__EXCERPTED TEXT__
%%

We have already considered the seventh-century law from the sanctuary of Apollo Delphinios at Dreros (ML 2 = Fornara 11; see p. 140). For the period ca. 650-450, fragments of laws are known from many of the cities of central Crete and it is no accident that the Spartans believed their legislation to have been borrowed from Crete (Herodotus 1.65.4), that Plato should have set the Laws on the island, or that both the legendary Cnossian king Minos and his brother Rhadamanthys should have been considered judges and lawmakers. Indeed, the majority of Archaic Cretan inscriptions are of a public, political, or legal nature, marking a strong contrast with Attica, where personal inscriptions - graffiti, dedications, and funerary epitaphs - outweigh more official inscriptions such as law codes or decrees. The decision to record official decisions and procedures in a permanently written form - replacing the need to consult the hieromnemones or “rememberers” of many other cities, who are assumed to have engaged in the improvisational techniques commonly associated with oral cultures - has been seen by some as indicative of a certain Cretan “conservatism,” a trait for which the island was famous and which was invoked to prove deep-seated connections between Crete and Sparta. But the other parallel with Sparta concerns the public, communal nature of the Cretan inscriptions.

%%

__ACTIVITY__
Continue the passage on Archaic Cretan law inscriptions, starting after its last sentence.

__DATA UNDER STUDY__
%%

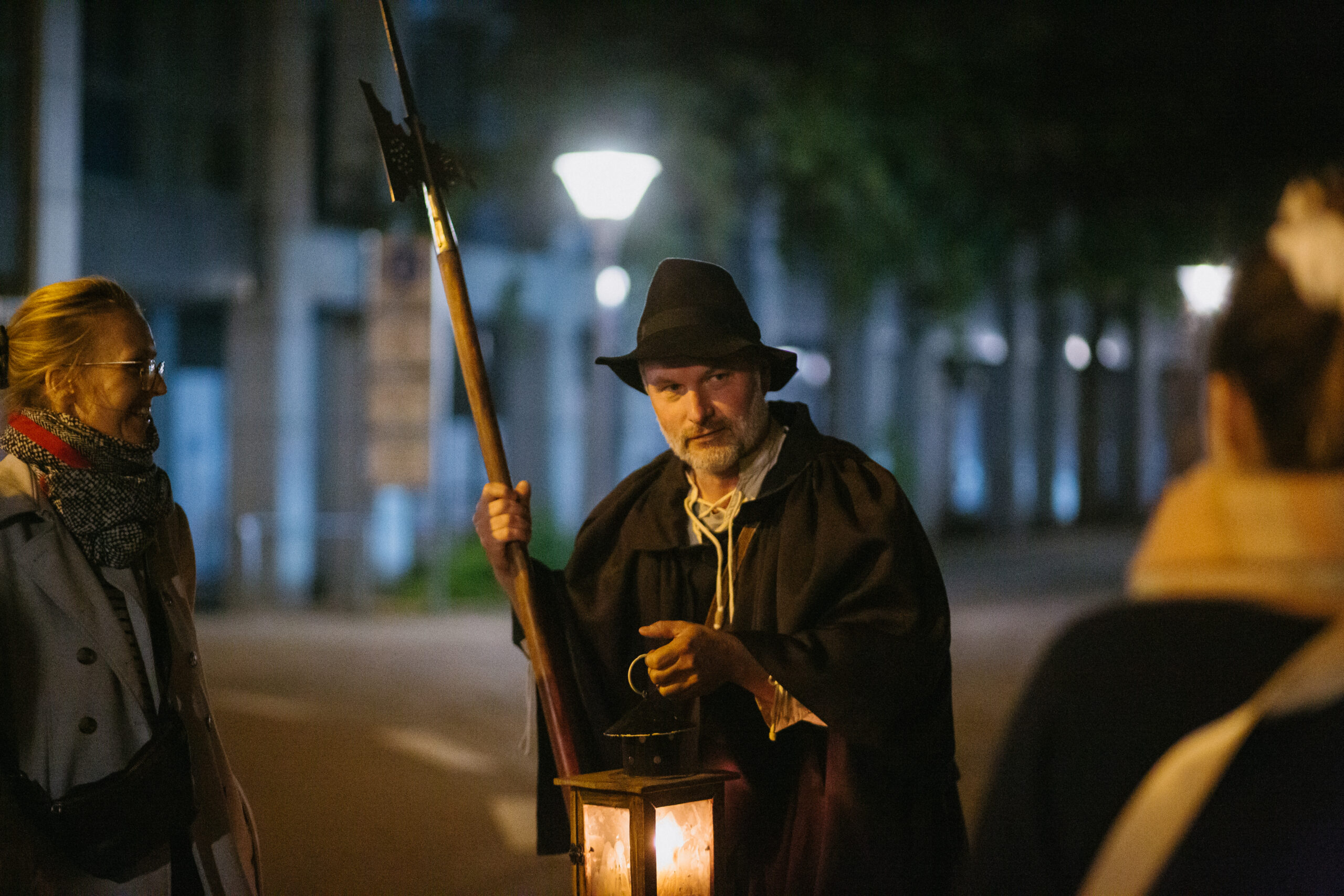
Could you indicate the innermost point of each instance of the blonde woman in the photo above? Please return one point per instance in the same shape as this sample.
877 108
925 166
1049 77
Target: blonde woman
1190 739
112 774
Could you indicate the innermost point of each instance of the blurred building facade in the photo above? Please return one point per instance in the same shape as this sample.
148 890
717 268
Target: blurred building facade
217 159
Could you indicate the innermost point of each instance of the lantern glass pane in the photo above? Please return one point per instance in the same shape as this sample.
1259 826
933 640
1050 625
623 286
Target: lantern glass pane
685 844
606 849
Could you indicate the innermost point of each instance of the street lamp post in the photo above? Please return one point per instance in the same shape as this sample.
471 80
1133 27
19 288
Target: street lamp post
606 187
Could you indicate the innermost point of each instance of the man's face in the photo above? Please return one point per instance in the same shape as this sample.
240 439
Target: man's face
711 414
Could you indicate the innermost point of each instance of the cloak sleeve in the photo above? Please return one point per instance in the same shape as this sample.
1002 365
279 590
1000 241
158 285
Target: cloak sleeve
862 635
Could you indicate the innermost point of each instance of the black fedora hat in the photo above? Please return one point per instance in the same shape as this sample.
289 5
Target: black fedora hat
695 312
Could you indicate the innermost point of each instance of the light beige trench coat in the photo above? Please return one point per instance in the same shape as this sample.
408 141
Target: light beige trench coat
51 608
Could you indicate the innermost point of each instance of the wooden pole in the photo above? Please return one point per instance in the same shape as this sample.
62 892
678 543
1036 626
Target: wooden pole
554 683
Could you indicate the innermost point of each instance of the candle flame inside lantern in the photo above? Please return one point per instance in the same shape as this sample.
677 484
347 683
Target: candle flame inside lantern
683 839
606 859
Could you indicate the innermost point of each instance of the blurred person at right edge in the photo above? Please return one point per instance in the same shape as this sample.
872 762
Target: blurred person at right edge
1190 739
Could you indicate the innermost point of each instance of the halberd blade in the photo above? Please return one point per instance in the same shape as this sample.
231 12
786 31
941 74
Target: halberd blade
401 159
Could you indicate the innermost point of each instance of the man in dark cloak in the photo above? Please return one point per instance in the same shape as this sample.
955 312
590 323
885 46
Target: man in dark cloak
781 578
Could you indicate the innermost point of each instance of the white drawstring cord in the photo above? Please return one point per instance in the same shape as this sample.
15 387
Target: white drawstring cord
730 511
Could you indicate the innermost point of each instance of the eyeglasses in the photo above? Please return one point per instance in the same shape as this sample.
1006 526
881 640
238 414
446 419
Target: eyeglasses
147 371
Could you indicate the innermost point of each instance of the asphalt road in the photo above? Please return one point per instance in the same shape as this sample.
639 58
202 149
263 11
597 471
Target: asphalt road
382 754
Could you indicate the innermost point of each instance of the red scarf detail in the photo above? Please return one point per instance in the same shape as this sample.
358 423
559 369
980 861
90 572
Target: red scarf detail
50 442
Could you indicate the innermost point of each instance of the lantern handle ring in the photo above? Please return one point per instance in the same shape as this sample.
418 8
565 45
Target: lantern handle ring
629 673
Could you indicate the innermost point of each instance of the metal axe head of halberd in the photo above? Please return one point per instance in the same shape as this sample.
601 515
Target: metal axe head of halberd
402 159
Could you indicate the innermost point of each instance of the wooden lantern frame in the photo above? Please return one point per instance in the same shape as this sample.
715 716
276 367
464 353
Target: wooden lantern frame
643 796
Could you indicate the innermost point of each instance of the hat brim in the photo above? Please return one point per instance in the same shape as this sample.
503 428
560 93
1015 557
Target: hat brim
692 343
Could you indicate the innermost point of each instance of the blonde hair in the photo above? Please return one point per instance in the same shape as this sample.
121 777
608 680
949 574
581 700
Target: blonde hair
53 330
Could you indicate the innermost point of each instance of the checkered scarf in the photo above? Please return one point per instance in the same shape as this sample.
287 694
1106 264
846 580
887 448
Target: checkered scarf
109 492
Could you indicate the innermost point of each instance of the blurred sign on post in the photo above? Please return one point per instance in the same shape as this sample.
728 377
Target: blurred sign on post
400 359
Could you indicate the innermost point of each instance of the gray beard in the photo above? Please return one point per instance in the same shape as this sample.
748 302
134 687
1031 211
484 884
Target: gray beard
718 460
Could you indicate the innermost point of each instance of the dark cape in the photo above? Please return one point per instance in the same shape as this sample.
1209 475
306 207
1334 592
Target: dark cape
841 598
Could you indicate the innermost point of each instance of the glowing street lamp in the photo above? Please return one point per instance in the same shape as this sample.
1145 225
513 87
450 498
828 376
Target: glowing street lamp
606 187
606 184
1205 287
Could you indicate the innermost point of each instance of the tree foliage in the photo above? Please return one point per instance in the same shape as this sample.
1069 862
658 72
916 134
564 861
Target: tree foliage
925 140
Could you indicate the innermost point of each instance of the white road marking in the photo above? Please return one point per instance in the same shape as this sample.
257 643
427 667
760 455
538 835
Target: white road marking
438 750
515 818
264 704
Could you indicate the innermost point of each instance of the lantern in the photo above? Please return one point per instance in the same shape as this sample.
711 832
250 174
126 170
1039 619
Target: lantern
646 835
651 827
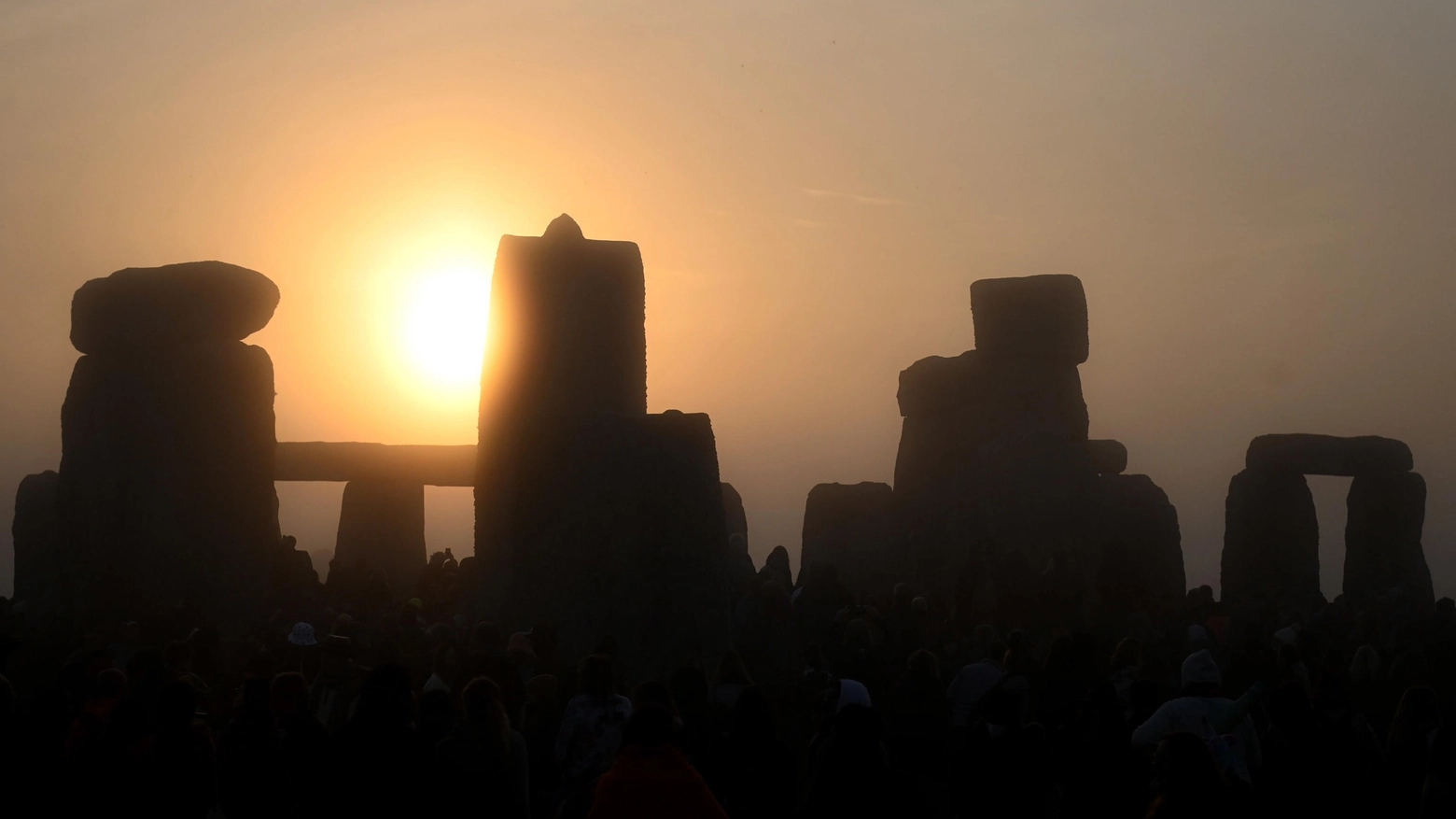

%%

__RESPONSE TO THIS EXERCISE__
A late sixth-century inscription from Eltynia (IC 1.10.2) refers to agelai and an andreion. Agelai, or “herds,” were the age-classes to which Cretan youths were assigned - a practice known also from Sparta - while the andreion was a public communal dining-room, akin to the syssitia of Sparta. Large structures with hearths that were excavated at Agia Pelagia, northwest of Cnossus, and Itanos and Azoria in eastern Crete have plausibly been identified as andreia dating to the Late Archaic period. What is more, from the eighth century onwards, Cretan drinking wares become less, rather than more, elaborate and there are progressively fewer imports of the sorts of vessels associated elsewhere in Greece with the symposium (pp. 203-4). There is, then, the distinct possibility that, in addition to possible factors such as war, emigration, and economic decline, a consciously conservatizing ethos in material behavior has prevented us from correctly identifying sixth-century material on Crete, while a focus on public and communal activity militated against the sorts of individual expressions of status that are commonly found elsewhere in this period.